## Your objective
Please reproduce each of the items that follow line for line, with no changes.

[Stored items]
# # # #
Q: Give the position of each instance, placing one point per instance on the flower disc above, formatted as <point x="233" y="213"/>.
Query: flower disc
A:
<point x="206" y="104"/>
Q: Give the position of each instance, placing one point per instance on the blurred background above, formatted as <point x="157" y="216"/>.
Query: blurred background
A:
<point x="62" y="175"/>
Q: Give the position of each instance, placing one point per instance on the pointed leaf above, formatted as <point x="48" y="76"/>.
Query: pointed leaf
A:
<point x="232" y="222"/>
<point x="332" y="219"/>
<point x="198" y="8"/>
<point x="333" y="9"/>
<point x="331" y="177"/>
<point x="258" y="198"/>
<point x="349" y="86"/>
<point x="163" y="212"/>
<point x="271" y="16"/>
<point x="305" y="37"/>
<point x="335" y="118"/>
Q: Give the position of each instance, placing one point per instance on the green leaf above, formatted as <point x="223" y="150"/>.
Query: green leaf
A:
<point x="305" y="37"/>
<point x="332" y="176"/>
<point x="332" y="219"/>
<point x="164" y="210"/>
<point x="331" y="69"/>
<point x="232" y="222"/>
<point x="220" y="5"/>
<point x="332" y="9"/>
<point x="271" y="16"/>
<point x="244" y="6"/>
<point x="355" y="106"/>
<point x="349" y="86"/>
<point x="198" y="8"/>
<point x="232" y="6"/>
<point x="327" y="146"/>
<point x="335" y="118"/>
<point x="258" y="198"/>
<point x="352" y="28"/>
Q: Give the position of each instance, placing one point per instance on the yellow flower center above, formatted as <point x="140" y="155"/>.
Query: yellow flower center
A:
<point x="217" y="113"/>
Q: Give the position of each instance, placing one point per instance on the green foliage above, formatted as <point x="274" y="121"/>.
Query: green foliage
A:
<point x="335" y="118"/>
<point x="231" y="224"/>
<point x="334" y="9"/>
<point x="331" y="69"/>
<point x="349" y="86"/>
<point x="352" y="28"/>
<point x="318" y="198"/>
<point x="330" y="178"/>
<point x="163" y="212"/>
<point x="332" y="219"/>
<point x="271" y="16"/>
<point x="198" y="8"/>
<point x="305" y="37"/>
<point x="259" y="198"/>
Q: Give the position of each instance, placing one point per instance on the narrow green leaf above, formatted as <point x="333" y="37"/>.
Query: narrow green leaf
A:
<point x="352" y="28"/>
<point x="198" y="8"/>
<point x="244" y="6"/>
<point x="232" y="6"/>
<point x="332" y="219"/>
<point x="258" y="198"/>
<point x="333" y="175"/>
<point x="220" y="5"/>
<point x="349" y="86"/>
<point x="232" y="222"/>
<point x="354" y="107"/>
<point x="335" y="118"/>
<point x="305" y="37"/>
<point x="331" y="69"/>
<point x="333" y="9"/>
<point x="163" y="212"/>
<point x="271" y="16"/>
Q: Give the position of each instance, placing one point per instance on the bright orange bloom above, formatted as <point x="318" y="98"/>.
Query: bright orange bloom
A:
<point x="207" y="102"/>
# # # #
## The completed task
Q: Give the position of each instance, placing one point per instance on the flower disc above, formatted as <point x="233" y="213"/>.
Query: flower disc
A:
<point x="206" y="104"/>
Q: Give the position of each instance, placing one point per instance on the blurred background above, formatted as <point x="157" y="216"/>.
Query: blurred background
A:
<point x="62" y="175"/>
Q: Give the position of each instance, placing one point per instance on the pointed leaf above, formatted as <point x="48" y="76"/>.
Query: pointed leaf
A:
<point x="232" y="222"/>
<point x="332" y="219"/>
<point x="198" y="8"/>
<point x="333" y="9"/>
<point x="331" y="177"/>
<point x="258" y="198"/>
<point x="349" y="86"/>
<point x="163" y="212"/>
<point x="271" y="16"/>
<point x="305" y="37"/>
<point x="335" y="118"/>
Q: Give the position of each instance, placing one point per instance on the green leaf above, formatted as <point x="223" y="150"/>.
Query: green leaf
A:
<point x="305" y="37"/>
<point x="332" y="176"/>
<point x="332" y="219"/>
<point x="164" y="210"/>
<point x="331" y="69"/>
<point x="232" y="222"/>
<point x="220" y="5"/>
<point x="332" y="9"/>
<point x="271" y="16"/>
<point x="244" y="6"/>
<point x="355" y="106"/>
<point x="349" y="86"/>
<point x="198" y="8"/>
<point x="232" y="6"/>
<point x="327" y="146"/>
<point x="335" y="118"/>
<point x="258" y="198"/>
<point x="352" y="28"/>
Q: Give the position of each instance, placing one point per instance on the yellow flower center above, formatted as <point x="140" y="155"/>.
Query: yellow flower center
A:
<point x="217" y="113"/>
Q: Give the position of each instance, placing one point per instance on the green foliage above, formatted as <point x="274" y="121"/>.
Query: green foliage
A:
<point x="335" y="118"/>
<point x="231" y="224"/>
<point x="334" y="9"/>
<point x="331" y="69"/>
<point x="349" y="86"/>
<point x="352" y="28"/>
<point x="318" y="198"/>
<point x="330" y="178"/>
<point x="163" y="212"/>
<point x="332" y="219"/>
<point x="271" y="16"/>
<point x="198" y="8"/>
<point x="305" y="37"/>
<point x="259" y="198"/>
Q: Give the position of each instance, placing one point per instance on the narrow green leaf above, formatted as <point x="333" y="37"/>.
Query: narrow green leaf
A:
<point x="352" y="28"/>
<point x="198" y="8"/>
<point x="244" y="6"/>
<point x="232" y="6"/>
<point x="332" y="219"/>
<point x="258" y="198"/>
<point x="333" y="175"/>
<point x="220" y="5"/>
<point x="349" y="86"/>
<point x="232" y="222"/>
<point x="354" y="107"/>
<point x="335" y="118"/>
<point x="305" y="37"/>
<point x="331" y="69"/>
<point x="333" y="9"/>
<point x="163" y="212"/>
<point x="271" y="16"/>
Q: Give the position of each instance, placing one point per instance on the bright orange bloom above, formatted as <point x="318" y="98"/>.
Query: bright orange bloom
A:
<point x="207" y="102"/>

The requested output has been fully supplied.